◆ **Task objective**
Reproduce, character for character, everything in the items below from the line containing "[indicate] magenta cactus" down through the last line, including both ends.

[Collected data entries]
══════════
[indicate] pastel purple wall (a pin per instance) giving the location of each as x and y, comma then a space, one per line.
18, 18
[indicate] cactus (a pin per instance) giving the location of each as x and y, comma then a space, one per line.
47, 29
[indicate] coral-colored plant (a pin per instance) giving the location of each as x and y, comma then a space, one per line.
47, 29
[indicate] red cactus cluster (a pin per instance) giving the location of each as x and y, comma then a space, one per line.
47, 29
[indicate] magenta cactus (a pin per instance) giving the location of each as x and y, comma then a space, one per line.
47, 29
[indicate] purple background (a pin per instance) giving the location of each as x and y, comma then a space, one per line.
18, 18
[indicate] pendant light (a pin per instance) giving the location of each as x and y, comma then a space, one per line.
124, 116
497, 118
══════════
◆ **Answer to this problem**
[indicate] magenta cactus (a pin per instance) giving the location of each as x and y, comma then a space, one per line.
47, 29
[indicate] purple background (a pin per instance) giving the location of each as x and y, comma then a space, one per line.
18, 18
[indicate] pendant light (a pin per instance) giving the location of each as x and y, comma then a space, one per line.
124, 116
497, 118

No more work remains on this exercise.